WHAT TO WORK ON
Pick out each line of the listing below that contains the word "bark" and copy those lines.

MATERIAL FOR THE TASK

▼▼▼

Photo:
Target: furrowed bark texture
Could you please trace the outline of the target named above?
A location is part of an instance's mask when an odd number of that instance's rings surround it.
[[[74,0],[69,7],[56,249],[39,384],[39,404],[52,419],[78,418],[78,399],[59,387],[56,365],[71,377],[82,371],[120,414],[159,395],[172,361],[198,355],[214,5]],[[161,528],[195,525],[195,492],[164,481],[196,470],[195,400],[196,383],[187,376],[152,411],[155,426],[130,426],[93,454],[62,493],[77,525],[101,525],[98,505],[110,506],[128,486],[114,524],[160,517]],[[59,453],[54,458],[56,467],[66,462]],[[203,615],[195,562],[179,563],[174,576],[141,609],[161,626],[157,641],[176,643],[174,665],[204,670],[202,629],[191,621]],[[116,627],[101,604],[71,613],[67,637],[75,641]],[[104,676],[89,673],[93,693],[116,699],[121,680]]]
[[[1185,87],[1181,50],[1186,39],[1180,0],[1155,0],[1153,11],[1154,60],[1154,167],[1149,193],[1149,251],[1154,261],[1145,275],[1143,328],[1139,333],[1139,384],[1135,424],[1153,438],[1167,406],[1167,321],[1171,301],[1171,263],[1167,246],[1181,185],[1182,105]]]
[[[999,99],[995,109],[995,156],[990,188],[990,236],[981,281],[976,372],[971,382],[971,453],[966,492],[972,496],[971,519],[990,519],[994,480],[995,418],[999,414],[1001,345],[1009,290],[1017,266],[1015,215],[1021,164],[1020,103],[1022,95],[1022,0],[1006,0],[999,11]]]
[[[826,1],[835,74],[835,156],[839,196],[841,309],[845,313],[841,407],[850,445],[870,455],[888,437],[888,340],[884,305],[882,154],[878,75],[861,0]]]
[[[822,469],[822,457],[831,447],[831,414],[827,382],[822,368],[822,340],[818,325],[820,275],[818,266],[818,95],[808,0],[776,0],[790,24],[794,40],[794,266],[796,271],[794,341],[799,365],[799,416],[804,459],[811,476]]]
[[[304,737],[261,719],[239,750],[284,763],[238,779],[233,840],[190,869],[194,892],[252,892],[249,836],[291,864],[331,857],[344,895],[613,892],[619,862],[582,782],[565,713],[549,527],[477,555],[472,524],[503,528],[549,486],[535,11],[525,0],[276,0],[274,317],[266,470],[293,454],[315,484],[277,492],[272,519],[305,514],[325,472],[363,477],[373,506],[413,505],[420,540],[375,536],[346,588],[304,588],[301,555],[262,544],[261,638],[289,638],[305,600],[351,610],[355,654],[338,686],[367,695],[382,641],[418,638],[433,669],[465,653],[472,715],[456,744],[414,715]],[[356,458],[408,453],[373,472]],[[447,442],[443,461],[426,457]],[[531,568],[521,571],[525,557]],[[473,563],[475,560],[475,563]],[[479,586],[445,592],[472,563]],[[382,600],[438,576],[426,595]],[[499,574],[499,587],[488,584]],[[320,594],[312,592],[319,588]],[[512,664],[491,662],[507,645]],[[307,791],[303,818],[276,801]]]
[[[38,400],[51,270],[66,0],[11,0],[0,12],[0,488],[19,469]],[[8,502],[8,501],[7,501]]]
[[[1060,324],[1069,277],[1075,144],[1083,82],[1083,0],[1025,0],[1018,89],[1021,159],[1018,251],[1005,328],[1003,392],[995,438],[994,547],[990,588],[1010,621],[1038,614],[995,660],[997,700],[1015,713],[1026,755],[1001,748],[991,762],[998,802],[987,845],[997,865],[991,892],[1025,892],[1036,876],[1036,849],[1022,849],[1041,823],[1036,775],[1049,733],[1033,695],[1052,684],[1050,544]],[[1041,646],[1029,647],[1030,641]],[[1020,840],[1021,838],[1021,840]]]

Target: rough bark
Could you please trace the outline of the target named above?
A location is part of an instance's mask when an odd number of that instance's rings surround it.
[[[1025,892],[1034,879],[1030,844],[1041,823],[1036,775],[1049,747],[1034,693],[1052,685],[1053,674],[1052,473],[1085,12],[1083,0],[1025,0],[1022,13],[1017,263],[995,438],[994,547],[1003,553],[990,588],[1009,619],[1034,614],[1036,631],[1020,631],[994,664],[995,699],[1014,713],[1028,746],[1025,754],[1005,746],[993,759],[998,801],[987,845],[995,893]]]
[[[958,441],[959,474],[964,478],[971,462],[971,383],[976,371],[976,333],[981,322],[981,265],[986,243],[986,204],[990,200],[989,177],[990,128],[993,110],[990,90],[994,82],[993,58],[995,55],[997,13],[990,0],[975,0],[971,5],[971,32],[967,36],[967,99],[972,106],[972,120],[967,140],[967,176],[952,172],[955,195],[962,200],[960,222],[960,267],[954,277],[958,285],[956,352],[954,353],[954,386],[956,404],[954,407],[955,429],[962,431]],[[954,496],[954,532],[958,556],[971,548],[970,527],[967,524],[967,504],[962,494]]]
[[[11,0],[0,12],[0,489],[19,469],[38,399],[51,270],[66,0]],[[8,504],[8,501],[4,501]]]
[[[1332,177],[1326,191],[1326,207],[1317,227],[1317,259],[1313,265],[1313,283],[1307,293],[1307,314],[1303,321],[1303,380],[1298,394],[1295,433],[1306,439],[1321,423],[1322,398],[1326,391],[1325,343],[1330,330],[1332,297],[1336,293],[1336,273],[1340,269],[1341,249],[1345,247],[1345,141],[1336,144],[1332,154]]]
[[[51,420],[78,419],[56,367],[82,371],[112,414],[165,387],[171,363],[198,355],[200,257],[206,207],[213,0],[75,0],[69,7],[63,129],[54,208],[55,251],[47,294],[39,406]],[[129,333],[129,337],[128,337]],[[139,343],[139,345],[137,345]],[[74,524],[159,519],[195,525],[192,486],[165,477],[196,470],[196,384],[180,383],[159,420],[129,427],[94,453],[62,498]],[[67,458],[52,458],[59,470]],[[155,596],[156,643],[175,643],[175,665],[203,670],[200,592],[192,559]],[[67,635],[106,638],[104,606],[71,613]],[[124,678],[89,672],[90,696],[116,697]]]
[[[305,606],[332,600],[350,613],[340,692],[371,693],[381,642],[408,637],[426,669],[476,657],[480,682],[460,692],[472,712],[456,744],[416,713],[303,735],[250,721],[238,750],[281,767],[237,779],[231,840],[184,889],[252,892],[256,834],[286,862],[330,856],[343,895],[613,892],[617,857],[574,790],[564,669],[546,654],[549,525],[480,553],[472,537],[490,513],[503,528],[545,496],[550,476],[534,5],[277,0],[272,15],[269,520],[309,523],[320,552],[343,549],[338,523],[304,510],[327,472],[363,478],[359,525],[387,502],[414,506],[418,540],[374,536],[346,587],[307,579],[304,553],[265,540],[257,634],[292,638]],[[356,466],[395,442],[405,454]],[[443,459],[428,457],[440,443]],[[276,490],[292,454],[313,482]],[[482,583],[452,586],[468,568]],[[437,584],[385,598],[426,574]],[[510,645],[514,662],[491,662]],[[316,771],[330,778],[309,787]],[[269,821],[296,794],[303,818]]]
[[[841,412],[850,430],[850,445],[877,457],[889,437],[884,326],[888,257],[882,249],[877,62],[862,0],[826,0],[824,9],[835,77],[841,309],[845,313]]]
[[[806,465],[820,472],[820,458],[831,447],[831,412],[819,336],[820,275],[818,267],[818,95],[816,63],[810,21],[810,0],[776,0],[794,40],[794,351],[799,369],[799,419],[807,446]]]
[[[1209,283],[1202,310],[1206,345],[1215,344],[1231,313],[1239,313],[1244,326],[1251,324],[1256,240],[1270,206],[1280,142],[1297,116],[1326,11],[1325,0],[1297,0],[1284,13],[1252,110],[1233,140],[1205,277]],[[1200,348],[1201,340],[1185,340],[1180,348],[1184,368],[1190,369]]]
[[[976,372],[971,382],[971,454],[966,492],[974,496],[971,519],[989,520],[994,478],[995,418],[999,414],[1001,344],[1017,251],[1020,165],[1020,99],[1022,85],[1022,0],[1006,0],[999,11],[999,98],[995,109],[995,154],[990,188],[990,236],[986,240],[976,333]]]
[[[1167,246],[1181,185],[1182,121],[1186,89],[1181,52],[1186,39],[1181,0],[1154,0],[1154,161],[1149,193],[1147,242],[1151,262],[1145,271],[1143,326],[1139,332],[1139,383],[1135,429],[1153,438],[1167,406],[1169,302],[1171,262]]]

▲▲▲

THE COMPLETED TASK
Target: furrowed bark texture
Target: rough bark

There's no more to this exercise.